* **課題の条件**:
[1] 二本松についての文章によると、提灯祭りが週末に行われるようになったのは何年からか。
[2] 二本松についての文章を、最後の文のあとから書き継ぐこと。

* **本文**:
__________________________________________________

私は、未だ見ぬ景色を見たいという衝動に突き動かされ、普通無理だろうと思われることばかりやろうとする漢。未だ見ぬ景色を見たいという衝動で、30年間続けたサラーリーマンを辞め、福島県の原発事故の被害を受けた地域で風力発電所を開発し、風車と風車の間でオーガニックコットンを栽培し、再開される農業に彩を加える事業を立ち上げました。趣味のトレイルラニングでは、二晩寝ずに160㎞走り続けたこともありますが、その原動力も未だ見ぬ景色を見たいという欲求です。出身地である福島県の安達太良山を舞台に地域おこしの活動をしているのですが、安達太良山でも人々に未だ見ぬ景色を見せたいなと思っています。

福島県二本松市生まれ

福島県二本松市は、新幹線は通っているけど止まらない東北の田舎町です。多くの人と同じように生まれ育った土地は特別ですが、二本松の何がと聞かれれば、私はこう答えます。

• 日本百名山の安達太良山という山がきれいに見える。安達太良山は、四季を通じて登山に来る人が沢山いる人気の山。
• 彫刻家の高村光太郎の奥さんが二本松出身で、奥さんとの思い出を綴った智恵子抄という詩集には、安達太良山とか阿武隈川という身近な自然が登場。
• 日本人で初めて、アメリカの大学で博士号をとった朝河寛一の出身地(イェール大学)
• 秋に行われる提灯祭り、菊人形がそれぞれ日本三大提灯祭り、日本三大菊人形。提灯祭りは、三日間のお祭りで、10月4日から6日まで行われ5日、6日は学校が休みになる(2020年から週末に行われることになった、残念!)。

書き並べてみると、二本松出身の私以外の人には特別でもない、田舎自慢あるあるですね(笑)。実は、私には他にもう一つ二本松自慢があります。日本では、今から150年以上前に、最後の内戦がありました。戊辰戦争という江戸時代から明治時代に転換するタイミングで起こった戦争です。

少年達も戦死した戊辰戦争最激戦の地

私の二本松自慢でもある朝河寛一さんは日本史が専門ですが、大化の改新と戊辰戦争が日本で起きた大きな革命だと言います。その戊辰戦争は、鳥羽伏見の戦いから始まり終盤の会津戦争でクライマックスを迎えます。二本松の戦いは、白虎隊やNHKの大河ドラマの『八重の桜』で有名な会津城(通称『鶴が城』)の籠城戦の前の戦いで、戊辰戦争でも最も激戦だったともいわれます。二本松の藩兵の主力が、南から攻めてくる官軍を迎え撃つために二本松から70kmぐらい南の白河に出払っていた中で、官軍が先に二本松に攻め込んできました。

__________________________________________________

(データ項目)

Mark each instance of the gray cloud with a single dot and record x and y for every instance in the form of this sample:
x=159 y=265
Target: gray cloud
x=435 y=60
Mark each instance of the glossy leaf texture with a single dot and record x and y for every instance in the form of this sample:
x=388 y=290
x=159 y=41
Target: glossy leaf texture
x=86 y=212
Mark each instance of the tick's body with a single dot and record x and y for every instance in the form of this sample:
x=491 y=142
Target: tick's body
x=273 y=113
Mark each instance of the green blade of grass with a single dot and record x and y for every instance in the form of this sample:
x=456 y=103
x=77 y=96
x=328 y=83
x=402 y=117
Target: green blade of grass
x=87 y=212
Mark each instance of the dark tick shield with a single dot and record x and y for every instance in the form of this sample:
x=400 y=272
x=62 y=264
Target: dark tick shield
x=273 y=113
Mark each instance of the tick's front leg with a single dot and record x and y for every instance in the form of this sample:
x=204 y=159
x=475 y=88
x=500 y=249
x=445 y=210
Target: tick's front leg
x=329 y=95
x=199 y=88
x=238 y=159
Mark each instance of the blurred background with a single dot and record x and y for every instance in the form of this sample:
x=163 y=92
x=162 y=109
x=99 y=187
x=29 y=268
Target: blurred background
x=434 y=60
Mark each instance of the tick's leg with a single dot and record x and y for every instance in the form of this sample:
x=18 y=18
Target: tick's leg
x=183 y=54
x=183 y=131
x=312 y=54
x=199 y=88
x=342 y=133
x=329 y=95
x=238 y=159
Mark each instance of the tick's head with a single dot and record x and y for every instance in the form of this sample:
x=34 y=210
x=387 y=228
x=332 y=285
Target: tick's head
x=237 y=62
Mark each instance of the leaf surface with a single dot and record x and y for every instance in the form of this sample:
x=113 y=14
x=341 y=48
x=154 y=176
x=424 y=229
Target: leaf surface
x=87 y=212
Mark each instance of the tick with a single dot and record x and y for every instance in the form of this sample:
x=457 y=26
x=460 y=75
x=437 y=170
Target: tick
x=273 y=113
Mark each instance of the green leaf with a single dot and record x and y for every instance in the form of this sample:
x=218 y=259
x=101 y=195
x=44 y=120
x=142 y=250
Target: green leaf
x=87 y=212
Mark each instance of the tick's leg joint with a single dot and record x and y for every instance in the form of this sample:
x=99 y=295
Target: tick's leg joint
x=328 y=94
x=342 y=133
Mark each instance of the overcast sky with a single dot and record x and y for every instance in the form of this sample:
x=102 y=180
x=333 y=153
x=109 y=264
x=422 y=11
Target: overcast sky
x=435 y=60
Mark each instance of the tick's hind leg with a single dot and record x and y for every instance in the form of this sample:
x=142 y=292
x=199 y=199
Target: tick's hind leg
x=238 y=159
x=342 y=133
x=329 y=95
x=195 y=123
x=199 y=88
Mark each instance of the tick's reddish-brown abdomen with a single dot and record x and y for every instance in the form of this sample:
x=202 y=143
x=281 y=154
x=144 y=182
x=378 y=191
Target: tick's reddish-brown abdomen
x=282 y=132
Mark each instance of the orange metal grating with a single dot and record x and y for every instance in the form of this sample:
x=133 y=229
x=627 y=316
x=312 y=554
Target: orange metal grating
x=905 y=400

__________________________________________________

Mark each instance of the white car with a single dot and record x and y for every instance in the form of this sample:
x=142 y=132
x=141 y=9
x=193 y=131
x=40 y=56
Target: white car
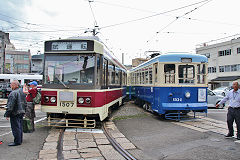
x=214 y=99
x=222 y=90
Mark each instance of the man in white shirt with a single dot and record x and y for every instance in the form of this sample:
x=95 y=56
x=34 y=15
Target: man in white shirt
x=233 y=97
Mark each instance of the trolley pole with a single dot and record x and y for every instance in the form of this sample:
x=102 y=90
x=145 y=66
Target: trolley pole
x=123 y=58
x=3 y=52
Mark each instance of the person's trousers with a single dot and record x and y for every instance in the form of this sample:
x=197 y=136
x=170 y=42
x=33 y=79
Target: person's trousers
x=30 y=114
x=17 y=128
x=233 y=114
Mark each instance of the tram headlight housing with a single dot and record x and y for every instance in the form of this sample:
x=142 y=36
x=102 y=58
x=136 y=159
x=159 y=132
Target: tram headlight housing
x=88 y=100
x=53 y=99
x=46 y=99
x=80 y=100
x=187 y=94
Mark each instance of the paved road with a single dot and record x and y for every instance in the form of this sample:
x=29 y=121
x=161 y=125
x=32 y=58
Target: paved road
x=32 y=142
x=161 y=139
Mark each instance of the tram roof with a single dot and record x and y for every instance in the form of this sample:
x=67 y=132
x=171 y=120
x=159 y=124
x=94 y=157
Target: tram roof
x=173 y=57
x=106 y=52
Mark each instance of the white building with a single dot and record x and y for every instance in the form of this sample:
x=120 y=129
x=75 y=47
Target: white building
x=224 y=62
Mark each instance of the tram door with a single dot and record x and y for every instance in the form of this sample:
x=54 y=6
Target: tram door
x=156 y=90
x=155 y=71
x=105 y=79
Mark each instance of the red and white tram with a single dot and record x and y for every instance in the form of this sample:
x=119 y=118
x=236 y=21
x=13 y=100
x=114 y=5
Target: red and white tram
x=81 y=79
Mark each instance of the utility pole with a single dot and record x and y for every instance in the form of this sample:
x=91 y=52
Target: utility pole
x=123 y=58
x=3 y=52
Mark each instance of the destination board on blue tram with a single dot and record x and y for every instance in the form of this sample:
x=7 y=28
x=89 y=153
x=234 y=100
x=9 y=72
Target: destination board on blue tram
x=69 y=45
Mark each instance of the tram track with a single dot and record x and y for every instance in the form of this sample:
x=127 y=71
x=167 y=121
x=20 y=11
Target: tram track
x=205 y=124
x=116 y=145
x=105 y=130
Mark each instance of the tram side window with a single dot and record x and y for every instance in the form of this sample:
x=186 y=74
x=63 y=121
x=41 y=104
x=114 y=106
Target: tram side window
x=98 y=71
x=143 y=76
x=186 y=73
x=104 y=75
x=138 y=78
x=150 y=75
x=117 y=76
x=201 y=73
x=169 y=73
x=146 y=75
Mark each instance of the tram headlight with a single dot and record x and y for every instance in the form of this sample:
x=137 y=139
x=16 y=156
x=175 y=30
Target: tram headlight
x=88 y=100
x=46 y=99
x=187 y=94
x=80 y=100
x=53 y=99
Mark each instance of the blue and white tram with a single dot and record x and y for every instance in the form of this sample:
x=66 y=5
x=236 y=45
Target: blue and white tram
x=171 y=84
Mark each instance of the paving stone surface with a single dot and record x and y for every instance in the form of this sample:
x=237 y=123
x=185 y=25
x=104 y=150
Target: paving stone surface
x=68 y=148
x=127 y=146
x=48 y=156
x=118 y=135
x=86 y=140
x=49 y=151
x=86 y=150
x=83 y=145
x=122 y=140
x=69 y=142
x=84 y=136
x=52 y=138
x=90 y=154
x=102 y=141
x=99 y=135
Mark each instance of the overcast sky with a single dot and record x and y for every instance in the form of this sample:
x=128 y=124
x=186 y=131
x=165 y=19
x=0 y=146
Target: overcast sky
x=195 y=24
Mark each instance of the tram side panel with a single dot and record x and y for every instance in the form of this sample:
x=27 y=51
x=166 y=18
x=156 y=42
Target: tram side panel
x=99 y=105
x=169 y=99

__________________________________________________

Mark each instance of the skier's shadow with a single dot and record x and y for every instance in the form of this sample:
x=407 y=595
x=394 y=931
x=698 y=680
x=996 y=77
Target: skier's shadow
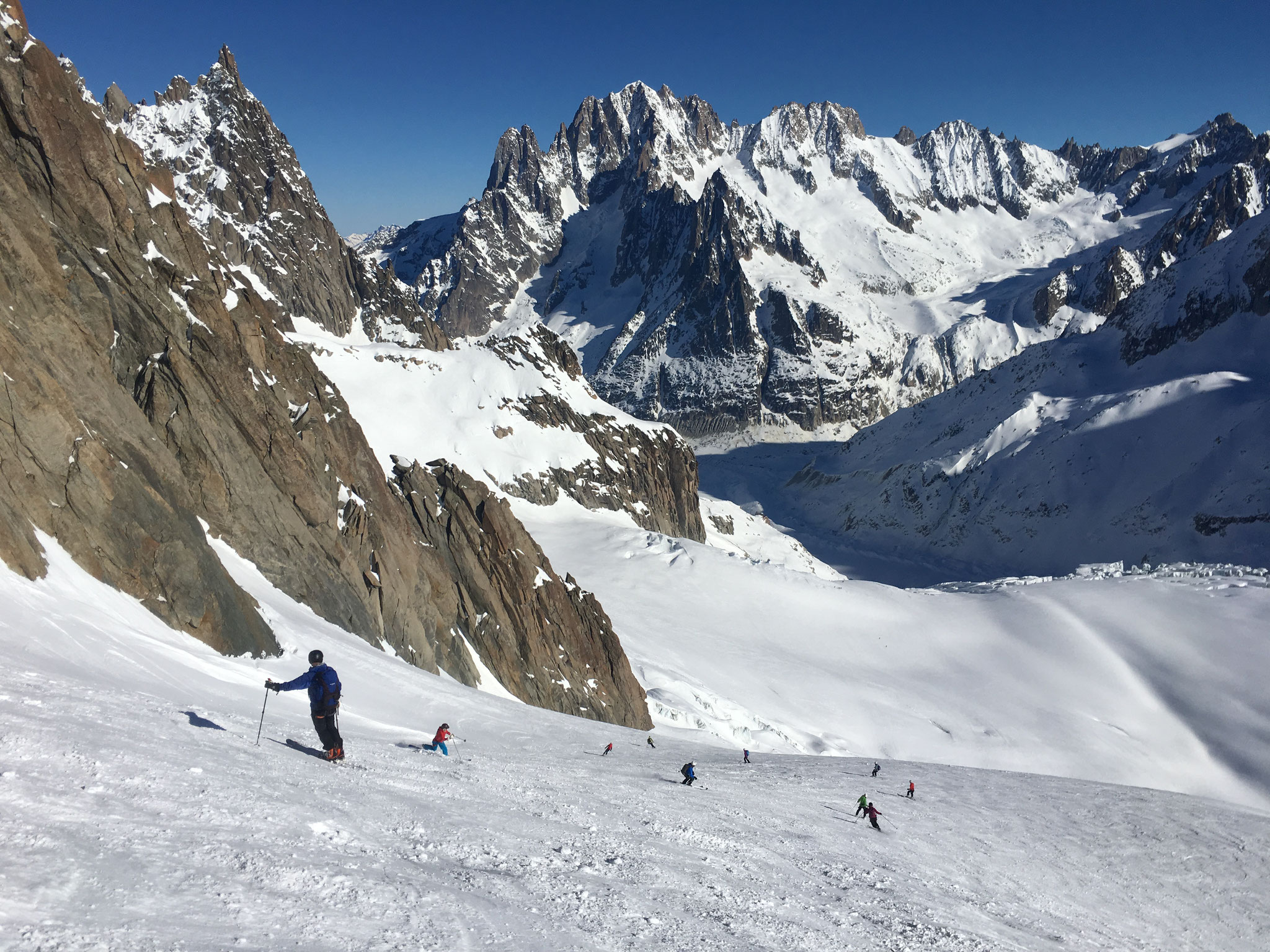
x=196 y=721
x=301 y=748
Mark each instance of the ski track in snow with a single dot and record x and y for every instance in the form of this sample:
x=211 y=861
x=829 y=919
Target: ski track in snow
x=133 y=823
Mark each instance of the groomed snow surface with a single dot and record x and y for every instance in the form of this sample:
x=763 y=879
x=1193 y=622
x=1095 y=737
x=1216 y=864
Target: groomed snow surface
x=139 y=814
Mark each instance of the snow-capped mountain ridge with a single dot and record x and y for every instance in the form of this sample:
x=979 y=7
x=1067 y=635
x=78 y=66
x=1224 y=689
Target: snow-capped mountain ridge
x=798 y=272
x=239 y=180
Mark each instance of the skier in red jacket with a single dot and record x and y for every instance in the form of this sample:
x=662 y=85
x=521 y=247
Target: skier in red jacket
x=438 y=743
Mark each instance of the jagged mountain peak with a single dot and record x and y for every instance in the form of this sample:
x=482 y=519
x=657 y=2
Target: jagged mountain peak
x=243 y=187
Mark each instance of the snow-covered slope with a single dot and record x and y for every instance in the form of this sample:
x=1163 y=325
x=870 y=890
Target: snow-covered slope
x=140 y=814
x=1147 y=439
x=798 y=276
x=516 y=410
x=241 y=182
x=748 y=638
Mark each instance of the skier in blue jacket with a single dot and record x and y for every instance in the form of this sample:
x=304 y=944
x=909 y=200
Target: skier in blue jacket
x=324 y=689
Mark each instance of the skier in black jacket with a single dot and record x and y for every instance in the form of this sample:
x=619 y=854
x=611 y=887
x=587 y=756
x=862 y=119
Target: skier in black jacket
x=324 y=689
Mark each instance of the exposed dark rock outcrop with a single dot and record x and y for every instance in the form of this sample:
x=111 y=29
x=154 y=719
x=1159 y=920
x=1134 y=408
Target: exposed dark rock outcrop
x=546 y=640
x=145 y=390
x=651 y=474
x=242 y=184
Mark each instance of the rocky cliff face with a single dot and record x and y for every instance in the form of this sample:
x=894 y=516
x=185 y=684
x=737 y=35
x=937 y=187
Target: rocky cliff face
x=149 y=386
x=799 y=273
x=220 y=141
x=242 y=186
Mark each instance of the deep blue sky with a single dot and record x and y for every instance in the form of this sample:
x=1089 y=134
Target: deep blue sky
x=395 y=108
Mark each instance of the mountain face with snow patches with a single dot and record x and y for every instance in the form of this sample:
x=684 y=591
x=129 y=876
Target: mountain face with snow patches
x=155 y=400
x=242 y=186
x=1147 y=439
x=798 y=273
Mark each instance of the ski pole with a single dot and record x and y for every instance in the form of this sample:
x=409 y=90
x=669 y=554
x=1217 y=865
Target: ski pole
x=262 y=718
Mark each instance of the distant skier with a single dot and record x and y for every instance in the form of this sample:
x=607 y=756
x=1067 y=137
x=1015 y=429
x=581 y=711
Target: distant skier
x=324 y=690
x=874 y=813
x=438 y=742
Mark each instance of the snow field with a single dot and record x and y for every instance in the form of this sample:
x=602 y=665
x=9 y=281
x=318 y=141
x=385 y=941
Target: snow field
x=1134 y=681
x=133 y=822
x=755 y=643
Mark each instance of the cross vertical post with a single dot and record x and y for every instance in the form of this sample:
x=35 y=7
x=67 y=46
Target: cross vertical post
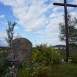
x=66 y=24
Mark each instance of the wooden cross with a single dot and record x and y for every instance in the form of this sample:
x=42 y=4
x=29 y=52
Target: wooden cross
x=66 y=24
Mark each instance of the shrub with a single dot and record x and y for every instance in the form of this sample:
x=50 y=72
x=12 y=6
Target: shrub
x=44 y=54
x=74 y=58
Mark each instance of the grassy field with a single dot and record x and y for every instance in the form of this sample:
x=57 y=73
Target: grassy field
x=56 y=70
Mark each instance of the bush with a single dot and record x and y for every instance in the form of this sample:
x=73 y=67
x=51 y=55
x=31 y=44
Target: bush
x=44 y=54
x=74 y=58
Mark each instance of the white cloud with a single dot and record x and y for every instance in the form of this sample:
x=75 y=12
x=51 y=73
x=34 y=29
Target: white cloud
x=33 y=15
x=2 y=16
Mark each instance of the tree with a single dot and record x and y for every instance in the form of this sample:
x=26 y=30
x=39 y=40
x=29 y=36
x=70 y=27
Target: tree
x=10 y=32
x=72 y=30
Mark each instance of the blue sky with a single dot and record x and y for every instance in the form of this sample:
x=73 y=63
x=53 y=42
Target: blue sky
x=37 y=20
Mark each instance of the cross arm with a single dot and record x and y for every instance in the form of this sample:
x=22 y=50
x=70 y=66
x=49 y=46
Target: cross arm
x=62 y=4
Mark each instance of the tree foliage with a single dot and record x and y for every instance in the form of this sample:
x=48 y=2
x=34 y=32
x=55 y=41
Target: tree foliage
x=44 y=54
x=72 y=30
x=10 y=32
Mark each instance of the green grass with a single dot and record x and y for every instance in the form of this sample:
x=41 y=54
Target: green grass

__________________________________________________

* **課題ごとの結果**:
[1] 2020年から。

[2]
二本松城(通称「霞が城」)の天守閣跡に立って、南の方から圧倒的な銃器で敵が攻め込んでくることを想像するだけで恐怖を感じますが、そんな状況で、二本松藩は、十代半ばも含め20名ほどの少年まで出兵し、守勢一方の戦いをします。結果、ほぼ全員戦死しました。あまりの壮絶さに、少年兵をみとった薩摩藩士が、『君がため二心なき武士(もののふ)の命は捨てよ名は残るらん』と詠んだそうです。少年兵の亡くなった場所には、誰誰がここで死んだという碑が建っています。私の通学路にも何人かの碑が建っていました。二本松で先の戦争と呼ぶ(太平洋戦争が先の戦争ではない!)、二本松の戦いの壮絶さが現代にも伝わってきます。

革命は身近におきるもの?

こんな戊辰戦争の激戦地だったので、二本松は特別だと思っていた私ですが、いつからか二本松は、革命の舞台だったのだ。だから凄いと思うようになりました。戦争を美化するつもりは全くありません。しかし、二本松は革命を起こそうとするチカラと阻止しようとするチカラがぶつかりあった場所です。しかも、僅か150年ぐらい前に。そして、その壮絶さゆえ今も革命誕生のエネルギーを感じることが出来るのだと。二本松では、子供から大人まで命を懸けて革命を阻止しようとしたのですが、会津藩のように徳川幕府に近い立場の藩だから官軍と戦ったのではなく、会津も含め東北諸藩が官軍と戦うと決めた取り決めに参加していたから、戦ったのです。負けを知りながら戦った二本松藩は信義を重んじたともいわれます。悲劇を美化しているのは分かっていながらも、グッときます。

戊辰戦争ではひどい目にあった、二本松や会津は今でもそう思っているといわれます。まさかと思う人も多いと思いますが、下水道や舗装道路などのインフラの普及が全国的に最も遅れているなどという話を学校で先生に教わり子供たちは成長しますから(今は、もう違っていて欲しいけど。。。)、そう思うのも仕方がない面があると思います。高校からは、戊辰戦争の舞台ではなかった福島市の高校に電車で通いました。しかし戊辰戦争の呪縛は続きます。たまたま日本史の先生が会津出身で、明治維新の話から先に進まず、3学期の期末を迎えました(笑)。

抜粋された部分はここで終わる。